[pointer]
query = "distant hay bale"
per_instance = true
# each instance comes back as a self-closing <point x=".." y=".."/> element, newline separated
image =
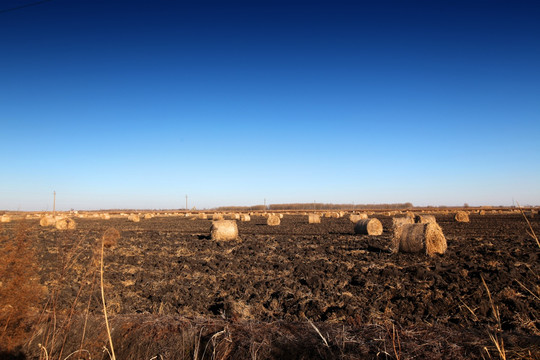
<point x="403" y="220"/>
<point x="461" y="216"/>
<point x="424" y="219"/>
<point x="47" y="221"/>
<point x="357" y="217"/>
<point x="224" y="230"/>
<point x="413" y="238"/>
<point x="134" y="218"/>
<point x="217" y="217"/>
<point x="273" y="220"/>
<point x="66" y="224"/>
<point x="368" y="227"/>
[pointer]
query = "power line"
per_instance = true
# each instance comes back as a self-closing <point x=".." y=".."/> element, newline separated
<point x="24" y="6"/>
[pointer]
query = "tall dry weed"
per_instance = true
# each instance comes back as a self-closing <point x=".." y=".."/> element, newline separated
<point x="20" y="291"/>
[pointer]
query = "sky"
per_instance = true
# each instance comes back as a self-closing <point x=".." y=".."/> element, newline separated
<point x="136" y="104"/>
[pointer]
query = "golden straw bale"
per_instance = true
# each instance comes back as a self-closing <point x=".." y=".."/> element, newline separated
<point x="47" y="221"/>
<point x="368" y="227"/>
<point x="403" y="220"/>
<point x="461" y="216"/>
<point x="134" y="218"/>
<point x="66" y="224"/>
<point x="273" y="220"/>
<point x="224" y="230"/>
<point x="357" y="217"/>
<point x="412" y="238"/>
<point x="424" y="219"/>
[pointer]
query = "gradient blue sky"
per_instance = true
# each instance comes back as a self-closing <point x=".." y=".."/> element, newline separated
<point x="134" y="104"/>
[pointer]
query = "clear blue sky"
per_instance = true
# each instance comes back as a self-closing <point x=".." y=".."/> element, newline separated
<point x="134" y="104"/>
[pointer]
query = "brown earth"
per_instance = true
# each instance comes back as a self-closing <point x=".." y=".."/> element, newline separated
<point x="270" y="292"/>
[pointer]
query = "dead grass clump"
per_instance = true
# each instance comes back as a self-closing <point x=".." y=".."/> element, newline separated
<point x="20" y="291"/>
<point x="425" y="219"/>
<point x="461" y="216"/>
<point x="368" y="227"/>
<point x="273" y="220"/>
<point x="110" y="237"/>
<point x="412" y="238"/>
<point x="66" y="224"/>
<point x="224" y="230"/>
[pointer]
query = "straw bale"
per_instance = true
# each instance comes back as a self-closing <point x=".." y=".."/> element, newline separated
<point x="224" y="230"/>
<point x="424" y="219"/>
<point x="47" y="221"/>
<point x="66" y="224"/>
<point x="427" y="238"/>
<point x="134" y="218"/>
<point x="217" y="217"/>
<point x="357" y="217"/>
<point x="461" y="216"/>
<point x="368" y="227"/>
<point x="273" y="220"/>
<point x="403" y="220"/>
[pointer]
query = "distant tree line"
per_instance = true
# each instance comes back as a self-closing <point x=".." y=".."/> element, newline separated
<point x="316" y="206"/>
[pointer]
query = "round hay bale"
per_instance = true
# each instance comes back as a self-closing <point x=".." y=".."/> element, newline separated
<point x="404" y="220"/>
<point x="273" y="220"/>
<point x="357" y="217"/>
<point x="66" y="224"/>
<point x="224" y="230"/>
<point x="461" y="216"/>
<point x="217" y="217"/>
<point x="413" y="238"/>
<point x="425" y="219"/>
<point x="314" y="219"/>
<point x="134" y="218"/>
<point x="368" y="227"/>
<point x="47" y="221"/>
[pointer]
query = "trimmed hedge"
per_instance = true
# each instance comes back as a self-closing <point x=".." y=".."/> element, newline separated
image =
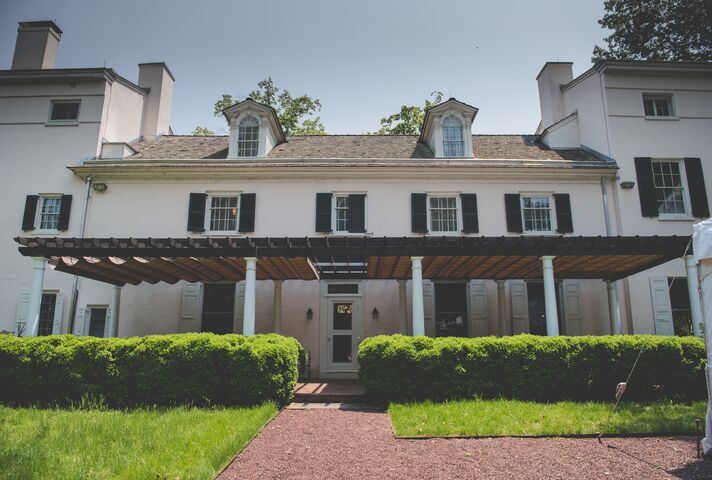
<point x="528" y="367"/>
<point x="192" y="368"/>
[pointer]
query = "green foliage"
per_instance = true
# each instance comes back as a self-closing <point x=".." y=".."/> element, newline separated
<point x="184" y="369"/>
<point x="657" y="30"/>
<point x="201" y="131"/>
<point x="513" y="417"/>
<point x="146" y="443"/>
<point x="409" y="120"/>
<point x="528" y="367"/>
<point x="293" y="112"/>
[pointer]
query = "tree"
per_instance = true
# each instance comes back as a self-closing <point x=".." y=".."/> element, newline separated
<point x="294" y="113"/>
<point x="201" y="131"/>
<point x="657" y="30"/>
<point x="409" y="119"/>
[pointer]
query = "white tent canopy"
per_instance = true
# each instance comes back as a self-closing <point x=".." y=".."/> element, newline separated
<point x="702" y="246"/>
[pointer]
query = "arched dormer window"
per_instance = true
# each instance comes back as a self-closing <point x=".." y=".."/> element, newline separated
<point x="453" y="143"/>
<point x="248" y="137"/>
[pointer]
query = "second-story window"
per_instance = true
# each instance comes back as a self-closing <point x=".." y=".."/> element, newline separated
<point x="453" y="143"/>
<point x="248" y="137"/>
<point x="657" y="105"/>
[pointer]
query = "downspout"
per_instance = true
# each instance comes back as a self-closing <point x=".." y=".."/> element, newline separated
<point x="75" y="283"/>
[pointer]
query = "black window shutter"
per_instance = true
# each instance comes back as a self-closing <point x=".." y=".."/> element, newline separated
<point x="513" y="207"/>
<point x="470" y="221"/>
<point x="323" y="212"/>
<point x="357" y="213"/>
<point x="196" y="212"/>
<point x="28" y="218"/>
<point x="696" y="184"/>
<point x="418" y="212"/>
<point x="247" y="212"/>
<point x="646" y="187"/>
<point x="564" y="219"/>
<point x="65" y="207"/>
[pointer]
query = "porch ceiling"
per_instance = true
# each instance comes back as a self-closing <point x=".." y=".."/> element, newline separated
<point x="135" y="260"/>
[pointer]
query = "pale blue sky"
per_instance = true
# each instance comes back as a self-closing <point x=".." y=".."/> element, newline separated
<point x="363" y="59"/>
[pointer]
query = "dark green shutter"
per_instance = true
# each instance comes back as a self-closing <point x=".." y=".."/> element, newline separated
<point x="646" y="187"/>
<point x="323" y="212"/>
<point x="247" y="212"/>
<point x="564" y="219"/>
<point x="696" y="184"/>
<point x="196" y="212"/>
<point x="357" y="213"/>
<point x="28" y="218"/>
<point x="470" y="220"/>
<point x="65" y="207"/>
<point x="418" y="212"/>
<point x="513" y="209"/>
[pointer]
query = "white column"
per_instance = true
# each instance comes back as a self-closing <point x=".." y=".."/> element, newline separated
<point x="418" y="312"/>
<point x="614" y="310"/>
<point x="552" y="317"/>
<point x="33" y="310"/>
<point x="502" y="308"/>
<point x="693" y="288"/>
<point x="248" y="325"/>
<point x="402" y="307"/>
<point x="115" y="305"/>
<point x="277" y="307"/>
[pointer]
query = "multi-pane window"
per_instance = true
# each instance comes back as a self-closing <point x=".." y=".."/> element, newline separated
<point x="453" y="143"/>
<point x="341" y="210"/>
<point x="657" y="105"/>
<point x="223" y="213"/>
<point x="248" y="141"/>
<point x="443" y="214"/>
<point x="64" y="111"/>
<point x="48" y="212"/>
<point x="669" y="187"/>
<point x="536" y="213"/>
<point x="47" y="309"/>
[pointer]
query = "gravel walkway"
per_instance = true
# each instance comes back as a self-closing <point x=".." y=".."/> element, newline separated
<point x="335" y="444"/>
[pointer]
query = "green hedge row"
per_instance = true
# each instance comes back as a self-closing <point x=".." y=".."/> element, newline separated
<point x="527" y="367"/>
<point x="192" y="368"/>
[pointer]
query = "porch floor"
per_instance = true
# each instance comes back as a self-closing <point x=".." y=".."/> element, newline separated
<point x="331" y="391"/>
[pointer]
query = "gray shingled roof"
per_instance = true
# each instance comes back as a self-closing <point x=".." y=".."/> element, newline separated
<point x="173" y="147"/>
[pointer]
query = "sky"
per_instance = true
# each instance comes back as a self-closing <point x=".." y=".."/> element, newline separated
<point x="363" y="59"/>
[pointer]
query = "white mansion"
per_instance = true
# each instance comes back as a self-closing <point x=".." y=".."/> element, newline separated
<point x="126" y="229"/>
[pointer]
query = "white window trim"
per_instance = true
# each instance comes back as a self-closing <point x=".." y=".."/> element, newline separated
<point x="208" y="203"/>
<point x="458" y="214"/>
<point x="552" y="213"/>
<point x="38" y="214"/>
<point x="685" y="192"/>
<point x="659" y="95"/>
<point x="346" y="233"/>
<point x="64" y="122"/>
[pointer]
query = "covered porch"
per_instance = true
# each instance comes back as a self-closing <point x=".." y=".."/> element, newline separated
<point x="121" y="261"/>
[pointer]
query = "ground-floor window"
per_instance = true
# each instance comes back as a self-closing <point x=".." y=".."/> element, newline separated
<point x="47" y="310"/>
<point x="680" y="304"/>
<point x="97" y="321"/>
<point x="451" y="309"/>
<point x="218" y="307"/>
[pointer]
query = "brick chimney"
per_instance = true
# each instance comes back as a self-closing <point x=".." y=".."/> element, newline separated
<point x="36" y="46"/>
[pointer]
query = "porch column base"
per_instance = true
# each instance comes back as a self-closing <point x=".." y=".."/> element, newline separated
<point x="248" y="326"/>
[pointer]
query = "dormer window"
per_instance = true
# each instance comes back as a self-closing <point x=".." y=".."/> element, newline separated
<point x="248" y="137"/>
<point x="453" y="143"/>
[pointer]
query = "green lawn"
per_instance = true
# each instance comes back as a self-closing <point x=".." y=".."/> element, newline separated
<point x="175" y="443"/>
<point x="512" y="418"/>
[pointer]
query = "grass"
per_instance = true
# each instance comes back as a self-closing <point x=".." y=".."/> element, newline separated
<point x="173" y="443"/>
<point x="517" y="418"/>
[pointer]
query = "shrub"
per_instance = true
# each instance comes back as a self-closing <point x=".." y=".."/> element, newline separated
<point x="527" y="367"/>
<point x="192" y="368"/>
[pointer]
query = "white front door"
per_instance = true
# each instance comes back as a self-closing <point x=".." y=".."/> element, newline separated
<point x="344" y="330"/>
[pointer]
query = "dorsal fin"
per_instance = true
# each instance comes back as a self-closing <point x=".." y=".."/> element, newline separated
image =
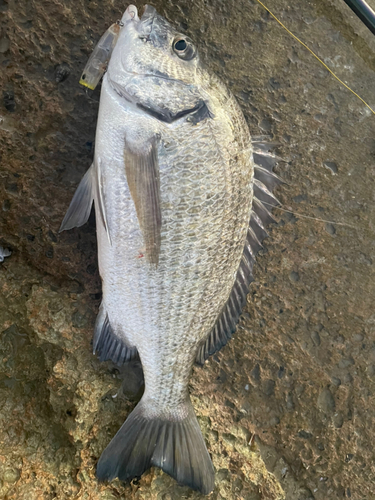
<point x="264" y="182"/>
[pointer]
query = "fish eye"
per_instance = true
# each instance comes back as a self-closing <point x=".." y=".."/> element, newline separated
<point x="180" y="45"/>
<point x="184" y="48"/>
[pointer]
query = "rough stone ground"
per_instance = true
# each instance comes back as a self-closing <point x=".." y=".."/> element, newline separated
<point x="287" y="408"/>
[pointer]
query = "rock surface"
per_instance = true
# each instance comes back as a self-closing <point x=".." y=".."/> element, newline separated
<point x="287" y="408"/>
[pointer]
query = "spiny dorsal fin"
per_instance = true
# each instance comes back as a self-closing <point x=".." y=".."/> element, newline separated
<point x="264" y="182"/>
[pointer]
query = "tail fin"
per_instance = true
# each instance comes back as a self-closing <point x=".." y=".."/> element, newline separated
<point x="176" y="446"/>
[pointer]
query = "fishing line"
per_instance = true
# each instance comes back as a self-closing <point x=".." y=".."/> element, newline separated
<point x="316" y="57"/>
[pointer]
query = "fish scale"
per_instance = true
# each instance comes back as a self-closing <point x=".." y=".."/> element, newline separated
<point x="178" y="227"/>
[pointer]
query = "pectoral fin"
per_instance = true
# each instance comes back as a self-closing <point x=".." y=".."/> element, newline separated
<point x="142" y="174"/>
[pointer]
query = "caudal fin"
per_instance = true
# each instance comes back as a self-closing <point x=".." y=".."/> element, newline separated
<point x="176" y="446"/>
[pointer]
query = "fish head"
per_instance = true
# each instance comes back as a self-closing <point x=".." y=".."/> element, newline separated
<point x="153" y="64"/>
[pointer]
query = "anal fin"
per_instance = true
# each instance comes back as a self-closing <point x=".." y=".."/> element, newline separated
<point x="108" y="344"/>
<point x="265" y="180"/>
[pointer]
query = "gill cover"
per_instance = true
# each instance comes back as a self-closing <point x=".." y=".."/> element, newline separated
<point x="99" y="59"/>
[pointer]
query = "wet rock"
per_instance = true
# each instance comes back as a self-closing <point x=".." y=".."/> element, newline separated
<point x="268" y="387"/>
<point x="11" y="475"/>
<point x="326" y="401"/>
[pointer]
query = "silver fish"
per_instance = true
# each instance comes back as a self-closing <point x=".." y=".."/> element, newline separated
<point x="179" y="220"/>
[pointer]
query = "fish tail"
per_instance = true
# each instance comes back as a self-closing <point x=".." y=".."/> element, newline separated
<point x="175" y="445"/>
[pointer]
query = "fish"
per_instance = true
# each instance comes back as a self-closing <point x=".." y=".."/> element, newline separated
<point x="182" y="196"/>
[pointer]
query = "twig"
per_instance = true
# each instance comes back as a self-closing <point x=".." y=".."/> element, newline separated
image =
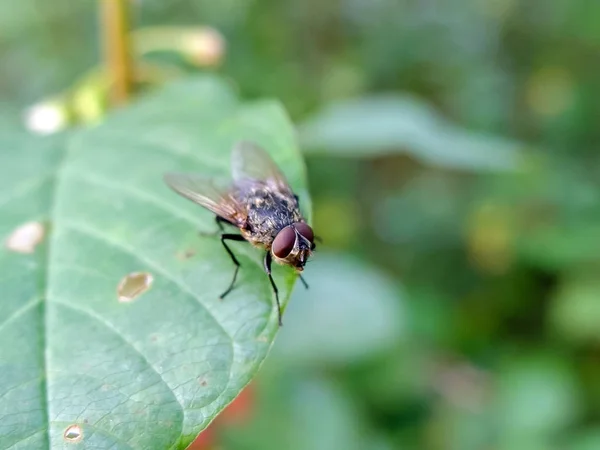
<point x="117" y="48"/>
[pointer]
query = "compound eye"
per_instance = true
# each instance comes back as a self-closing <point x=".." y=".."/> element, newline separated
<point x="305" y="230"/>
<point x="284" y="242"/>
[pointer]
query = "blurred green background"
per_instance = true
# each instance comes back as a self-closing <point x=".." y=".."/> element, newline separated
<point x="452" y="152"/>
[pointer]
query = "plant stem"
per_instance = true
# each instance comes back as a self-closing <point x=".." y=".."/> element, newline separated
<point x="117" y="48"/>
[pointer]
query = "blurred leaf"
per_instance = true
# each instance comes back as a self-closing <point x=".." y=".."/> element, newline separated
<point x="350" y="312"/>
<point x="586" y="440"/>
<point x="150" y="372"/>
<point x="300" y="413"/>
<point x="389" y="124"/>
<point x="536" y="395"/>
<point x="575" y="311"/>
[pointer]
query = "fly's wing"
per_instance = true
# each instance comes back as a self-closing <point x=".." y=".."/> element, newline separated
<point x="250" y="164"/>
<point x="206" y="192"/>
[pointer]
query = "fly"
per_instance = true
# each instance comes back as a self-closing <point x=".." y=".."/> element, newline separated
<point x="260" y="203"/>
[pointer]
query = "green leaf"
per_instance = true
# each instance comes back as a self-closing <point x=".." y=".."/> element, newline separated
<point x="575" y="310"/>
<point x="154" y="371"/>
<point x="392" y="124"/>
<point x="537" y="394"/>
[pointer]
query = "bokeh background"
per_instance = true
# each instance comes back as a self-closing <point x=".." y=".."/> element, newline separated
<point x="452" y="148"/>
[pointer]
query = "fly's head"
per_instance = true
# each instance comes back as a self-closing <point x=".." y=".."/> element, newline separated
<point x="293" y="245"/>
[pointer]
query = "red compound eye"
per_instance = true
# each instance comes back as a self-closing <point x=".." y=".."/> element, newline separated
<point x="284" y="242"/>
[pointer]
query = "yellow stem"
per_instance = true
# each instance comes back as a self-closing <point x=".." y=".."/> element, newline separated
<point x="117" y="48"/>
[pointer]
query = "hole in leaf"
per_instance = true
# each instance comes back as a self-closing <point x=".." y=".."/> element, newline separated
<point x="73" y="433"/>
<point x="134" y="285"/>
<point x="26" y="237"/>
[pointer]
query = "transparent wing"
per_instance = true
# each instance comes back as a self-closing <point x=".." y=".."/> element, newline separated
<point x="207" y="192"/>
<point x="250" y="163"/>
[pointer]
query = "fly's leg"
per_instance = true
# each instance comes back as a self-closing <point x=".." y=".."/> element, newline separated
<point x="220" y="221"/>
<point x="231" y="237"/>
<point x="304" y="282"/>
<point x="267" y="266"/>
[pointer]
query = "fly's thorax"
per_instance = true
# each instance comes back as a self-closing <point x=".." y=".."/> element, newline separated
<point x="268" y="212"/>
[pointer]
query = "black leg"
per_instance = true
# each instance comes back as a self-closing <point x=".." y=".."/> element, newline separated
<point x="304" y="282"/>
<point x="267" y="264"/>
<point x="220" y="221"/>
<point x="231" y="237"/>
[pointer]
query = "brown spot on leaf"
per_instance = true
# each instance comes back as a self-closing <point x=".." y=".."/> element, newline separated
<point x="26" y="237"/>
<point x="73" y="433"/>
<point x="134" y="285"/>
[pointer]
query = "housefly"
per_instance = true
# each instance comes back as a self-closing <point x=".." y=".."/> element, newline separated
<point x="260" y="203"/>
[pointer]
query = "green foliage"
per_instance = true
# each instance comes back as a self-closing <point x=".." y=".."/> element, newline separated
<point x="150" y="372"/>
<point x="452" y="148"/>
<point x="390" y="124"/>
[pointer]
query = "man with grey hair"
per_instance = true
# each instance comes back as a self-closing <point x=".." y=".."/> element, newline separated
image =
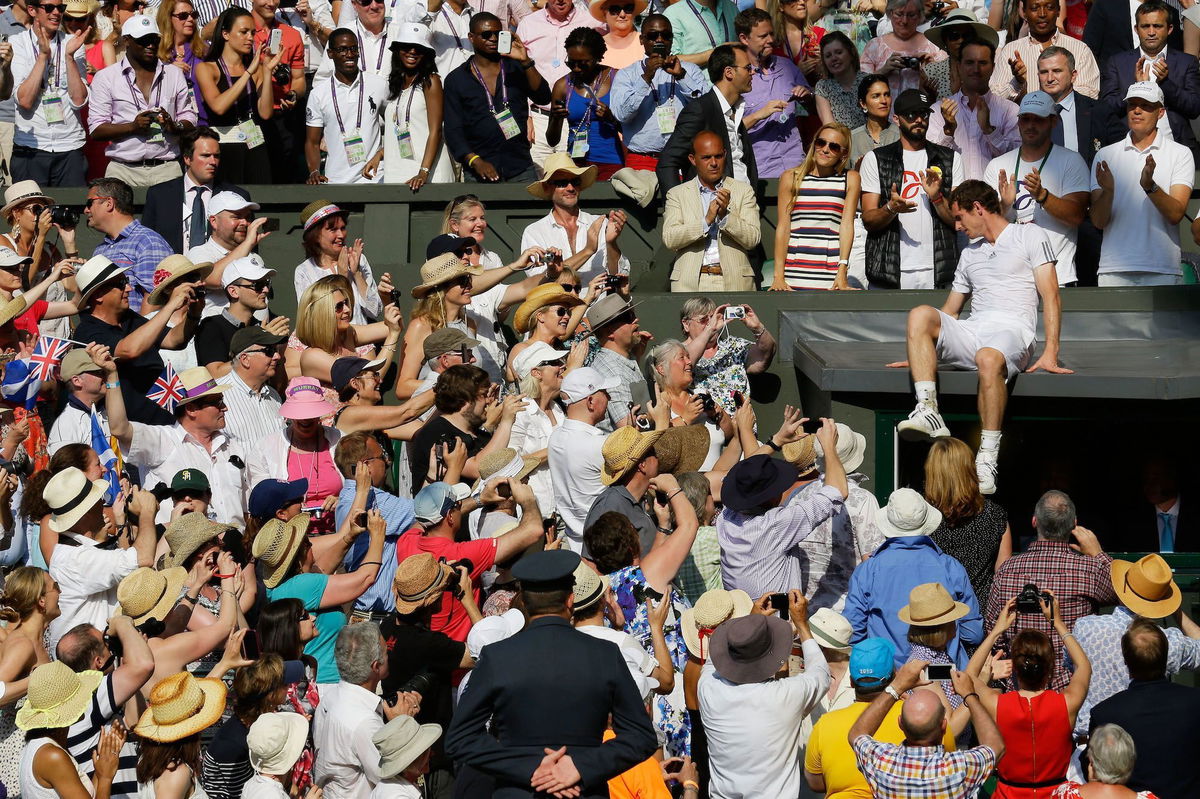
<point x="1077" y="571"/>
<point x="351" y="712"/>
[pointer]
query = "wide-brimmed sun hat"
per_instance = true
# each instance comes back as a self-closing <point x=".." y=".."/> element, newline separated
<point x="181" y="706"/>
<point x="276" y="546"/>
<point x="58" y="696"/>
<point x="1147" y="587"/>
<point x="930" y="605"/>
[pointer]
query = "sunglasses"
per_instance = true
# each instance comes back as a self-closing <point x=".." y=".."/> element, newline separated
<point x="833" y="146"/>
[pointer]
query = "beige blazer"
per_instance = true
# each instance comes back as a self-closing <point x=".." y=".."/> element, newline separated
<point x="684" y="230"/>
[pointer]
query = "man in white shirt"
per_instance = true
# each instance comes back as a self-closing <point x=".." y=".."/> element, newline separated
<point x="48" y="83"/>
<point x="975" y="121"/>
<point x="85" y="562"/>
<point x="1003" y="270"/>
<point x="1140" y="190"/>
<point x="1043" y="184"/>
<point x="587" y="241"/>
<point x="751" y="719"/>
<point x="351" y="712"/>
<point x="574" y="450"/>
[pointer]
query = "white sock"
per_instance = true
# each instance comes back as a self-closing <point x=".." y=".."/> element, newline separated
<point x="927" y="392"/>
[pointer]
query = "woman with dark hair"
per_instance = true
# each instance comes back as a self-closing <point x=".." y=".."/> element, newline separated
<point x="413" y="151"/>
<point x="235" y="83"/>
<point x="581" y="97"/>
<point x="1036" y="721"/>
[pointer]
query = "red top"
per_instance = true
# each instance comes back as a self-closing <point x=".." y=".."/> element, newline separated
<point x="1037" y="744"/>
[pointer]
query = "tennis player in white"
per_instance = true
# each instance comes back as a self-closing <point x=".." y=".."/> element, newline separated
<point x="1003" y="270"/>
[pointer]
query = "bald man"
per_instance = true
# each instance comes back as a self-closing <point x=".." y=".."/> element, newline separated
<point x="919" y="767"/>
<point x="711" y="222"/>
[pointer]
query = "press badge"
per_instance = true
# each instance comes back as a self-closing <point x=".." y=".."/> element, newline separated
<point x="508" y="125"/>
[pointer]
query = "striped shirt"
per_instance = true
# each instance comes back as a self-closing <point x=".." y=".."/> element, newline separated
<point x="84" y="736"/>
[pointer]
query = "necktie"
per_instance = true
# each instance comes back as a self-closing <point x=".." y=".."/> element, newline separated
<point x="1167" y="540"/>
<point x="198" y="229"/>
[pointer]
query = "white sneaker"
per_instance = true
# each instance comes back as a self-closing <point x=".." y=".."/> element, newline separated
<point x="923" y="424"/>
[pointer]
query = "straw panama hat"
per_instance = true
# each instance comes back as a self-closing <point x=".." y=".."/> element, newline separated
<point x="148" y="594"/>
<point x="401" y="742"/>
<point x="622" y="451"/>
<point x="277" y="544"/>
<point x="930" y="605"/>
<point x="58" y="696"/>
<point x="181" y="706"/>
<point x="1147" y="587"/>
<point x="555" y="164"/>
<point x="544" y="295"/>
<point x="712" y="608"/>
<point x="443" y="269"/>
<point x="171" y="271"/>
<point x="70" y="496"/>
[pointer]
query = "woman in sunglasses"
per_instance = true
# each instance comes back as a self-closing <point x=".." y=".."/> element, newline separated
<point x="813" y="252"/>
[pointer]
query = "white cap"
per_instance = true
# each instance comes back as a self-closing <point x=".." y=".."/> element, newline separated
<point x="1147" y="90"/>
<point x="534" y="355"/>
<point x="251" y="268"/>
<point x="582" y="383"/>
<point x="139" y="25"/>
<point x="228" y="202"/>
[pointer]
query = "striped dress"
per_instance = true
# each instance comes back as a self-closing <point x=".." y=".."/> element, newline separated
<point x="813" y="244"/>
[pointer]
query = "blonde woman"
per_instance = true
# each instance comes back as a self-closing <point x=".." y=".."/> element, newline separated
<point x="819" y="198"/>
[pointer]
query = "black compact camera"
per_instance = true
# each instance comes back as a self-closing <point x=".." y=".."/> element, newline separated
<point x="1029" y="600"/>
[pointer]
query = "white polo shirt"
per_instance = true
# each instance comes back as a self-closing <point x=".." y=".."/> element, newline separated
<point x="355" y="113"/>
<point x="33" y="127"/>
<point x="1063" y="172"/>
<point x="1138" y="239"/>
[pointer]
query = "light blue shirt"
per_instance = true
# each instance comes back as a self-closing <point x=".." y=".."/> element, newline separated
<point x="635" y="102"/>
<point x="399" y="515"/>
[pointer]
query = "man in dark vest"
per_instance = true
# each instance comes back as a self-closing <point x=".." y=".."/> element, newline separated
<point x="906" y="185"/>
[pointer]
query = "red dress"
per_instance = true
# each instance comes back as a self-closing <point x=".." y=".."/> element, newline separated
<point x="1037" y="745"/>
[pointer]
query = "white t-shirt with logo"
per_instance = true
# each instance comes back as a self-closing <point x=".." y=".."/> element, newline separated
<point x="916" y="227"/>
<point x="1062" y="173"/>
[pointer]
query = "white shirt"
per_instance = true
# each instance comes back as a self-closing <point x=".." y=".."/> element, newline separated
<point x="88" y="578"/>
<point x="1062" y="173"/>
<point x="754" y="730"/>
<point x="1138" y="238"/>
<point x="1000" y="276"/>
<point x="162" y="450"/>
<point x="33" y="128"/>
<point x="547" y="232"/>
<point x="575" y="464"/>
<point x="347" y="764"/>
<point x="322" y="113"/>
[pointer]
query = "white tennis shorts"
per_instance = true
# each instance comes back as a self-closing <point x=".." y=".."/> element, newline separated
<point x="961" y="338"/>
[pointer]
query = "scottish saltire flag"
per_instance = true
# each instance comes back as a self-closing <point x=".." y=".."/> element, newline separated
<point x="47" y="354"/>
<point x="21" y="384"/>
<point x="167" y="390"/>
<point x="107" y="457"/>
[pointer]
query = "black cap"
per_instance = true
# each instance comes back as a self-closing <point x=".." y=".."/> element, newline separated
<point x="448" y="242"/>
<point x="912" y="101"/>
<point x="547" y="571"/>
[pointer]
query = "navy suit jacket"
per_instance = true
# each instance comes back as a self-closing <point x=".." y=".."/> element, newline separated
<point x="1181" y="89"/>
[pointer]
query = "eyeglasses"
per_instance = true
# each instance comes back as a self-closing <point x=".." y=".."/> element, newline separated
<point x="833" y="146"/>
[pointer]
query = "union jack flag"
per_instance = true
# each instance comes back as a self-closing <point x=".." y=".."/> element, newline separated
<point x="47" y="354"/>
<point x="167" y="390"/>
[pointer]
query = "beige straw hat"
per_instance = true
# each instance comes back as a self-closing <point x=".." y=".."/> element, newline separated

# # # #

_TASK REQUIREMENTS_.
Extract each line of the material above that contains the string "floor", and reproduce those lines unchanged.

_WORKED SOLUTION_.
query = "porch floor"
query = "ground-floor window"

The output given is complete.